**What to do:** Print out every record exactly as it appears.

**Material for this exercise:**
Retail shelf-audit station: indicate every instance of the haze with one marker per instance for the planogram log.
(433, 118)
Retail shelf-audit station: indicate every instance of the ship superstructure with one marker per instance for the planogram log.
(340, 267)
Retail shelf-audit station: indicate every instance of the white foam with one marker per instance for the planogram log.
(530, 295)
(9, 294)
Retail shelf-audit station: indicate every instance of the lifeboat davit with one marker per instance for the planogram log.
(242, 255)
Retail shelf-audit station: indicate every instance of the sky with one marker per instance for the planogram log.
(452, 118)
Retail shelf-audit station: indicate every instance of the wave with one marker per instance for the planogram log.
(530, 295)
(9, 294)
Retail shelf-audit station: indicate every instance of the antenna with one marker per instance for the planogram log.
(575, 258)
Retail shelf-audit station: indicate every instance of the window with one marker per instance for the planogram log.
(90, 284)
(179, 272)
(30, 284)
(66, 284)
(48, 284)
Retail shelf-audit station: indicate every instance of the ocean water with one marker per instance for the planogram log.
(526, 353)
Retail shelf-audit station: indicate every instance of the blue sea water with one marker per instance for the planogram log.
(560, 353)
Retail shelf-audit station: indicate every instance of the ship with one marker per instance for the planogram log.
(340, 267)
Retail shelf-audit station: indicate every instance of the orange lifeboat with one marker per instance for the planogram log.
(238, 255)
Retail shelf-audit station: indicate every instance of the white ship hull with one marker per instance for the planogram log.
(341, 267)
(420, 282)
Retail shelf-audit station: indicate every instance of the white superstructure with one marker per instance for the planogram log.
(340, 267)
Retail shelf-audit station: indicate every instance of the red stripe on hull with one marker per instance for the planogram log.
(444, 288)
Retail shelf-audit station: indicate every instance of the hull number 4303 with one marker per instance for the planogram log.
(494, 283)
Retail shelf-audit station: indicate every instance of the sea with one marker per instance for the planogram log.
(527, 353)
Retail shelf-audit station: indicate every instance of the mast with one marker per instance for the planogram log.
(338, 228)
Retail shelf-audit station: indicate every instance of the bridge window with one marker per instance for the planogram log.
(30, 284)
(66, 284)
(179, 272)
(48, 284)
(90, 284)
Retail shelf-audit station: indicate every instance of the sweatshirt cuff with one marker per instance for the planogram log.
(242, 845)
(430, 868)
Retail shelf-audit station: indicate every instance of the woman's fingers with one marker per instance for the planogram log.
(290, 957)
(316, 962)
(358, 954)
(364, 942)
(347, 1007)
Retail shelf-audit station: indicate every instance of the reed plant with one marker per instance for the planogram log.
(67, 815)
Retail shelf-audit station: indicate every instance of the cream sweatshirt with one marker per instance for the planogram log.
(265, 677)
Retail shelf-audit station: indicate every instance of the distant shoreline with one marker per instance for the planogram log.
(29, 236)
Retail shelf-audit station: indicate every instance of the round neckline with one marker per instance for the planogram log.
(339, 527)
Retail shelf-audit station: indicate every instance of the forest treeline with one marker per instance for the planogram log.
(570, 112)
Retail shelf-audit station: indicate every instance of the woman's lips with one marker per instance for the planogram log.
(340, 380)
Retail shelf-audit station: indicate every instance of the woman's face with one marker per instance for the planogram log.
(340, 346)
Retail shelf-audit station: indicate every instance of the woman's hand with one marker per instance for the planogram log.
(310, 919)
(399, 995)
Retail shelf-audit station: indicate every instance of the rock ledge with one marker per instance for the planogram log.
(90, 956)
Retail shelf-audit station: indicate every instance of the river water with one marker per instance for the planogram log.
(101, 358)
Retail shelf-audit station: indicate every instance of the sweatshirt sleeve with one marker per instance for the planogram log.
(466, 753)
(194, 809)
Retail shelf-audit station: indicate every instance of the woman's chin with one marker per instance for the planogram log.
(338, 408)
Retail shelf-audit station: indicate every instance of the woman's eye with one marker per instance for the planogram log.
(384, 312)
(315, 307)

**Answer to the task:**
Retail shelf-audit station: indicate every instance of the haze with one marker per instance for the planogram log.
(433, 118)
Retail shelf-audit station: indicate every instance of the ship superstructure with one marker per instance for the planogram log.
(340, 267)
Retail shelf-audit station: indicate every instance of the white foam with one marker per instance for the planogram log.
(530, 295)
(9, 294)
Retail shelf-audit station: indicate every instance of the lifeboat davit with one marker per instance for the planogram log.
(242, 255)
Retail shelf-audit station: indicate every instance of the sky with one marker per instance for the planogram log.
(452, 118)
Retail shelf-audit station: indicate every instance of the wave with one marker per instance for the planogram log.
(530, 295)
(9, 294)
Retail shelf-audit station: indicate every instance of the antenna with one marker per instance for the planogram log.
(575, 258)
Retail shelf-audit station: indicate every instance of the window with one marker per instance for the planogram log.
(90, 284)
(179, 272)
(30, 284)
(66, 284)
(48, 284)
Retail shelf-audit station: indicate every instance of the ocean water with one marker per instance for the planogram log.
(526, 353)
Retail shelf-audit station: indicate every instance of the blue sea water with one marker per instance for the planogram log.
(560, 353)
Retail shelf-audit station: indicate every instance of the ship with one marker per instance for the planogram log.
(340, 267)
Retail shelf-audit station: indicate every instance of the orange lifeboat with one marker per instance for the planogram log.
(238, 255)
Retail shelf-audit station: indicate every instance of the white ship hull with one marker per instance for the planogram log.
(341, 267)
(420, 282)
Retail shelf-audit station: indicate every instance of the white superstructure with one marker per instance for the planogram log.
(340, 267)
Retail shelf-audit station: indicate every instance of the red stripe on hull with one marker per instance for the planogram log.
(444, 288)
Retail shelf-audit station: indicate every instance of the hull number 4303 with one marker per instance for the planogram log.
(494, 283)
Retail shelf-audit station: indicate every instance of the sea with one marker per instance for the planogram log.
(527, 353)
Retail shelf-audit station: indicate every instance of the mast with one marker per instance for the planogram log.
(338, 228)
Retail shelf-audit station: indicate every instance of the bridge window with one marker per instance for the planogram log.
(30, 284)
(66, 284)
(179, 272)
(48, 284)
(90, 284)
Retail shelf-audit station: indicate every instance of the sweatshirt cuff with one marker per instance for the planogram log.
(242, 845)
(430, 868)
Retail shelf-audit station: indicate every instance of the woman's fingers with one marker per instance for the planogram log.
(290, 957)
(316, 962)
(358, 954)
(364, 942)
(347, 1007)
Retail shelf-audit station: indicate every instance of the reed plant with one marker per instance for the planogram log.
(67, 815)
Retail shelf-audit station: indicate every instance of the cream sweatshirt with one marker per instance for the planogram log.
(265, 677)
Retail shelf-audit station: indicate every instance of the distant shoreline with one marker per instance for the planogram log.
(29, 236)
Retail shelf-audit station: indicate every instance of the round neckline with one marker per instance for the planogram log.
(339, 527)
Retail shelf-audit station: indicate every instance of the forest treeline with one marker per instance for the planogram log.
(570, 112)
Retail shelf-audit station: indicate every instance of the woman's lips with one marker per instance for the planogram log.
(340, 380)
Retail shelf-audit station: indicate every instance of the woman's face with one marker per instance for the planogram log.
(340, 346)
Retail shelf-audit station: indicate every instance of the woman's hand with one marker per instance for the planogram log.
(310, 919)
(399, 995)
Retail shelf-audit station: indicate every instance of the rock ledge with one marker per instance for the planogram log.
(90, 956)
Retail shelf-audit station: indicate every instance of the river water with one marker per instance for the planogram log.
(101, 358)
Retail shelf-audit station: indicate every instance of the sweatshirt sleeve with one marker per instance for the planogram log.
(466, 753)
(194, 809)
Retail shelf-audit station: indicate every instance of the woman's chin with one marker per instance for the planogram log.
(338, 408)
Retail shelf-audit station: indicate every instance of the woman's eye with one marker per instance for the planogram log.
(384, 312)
(315, 307)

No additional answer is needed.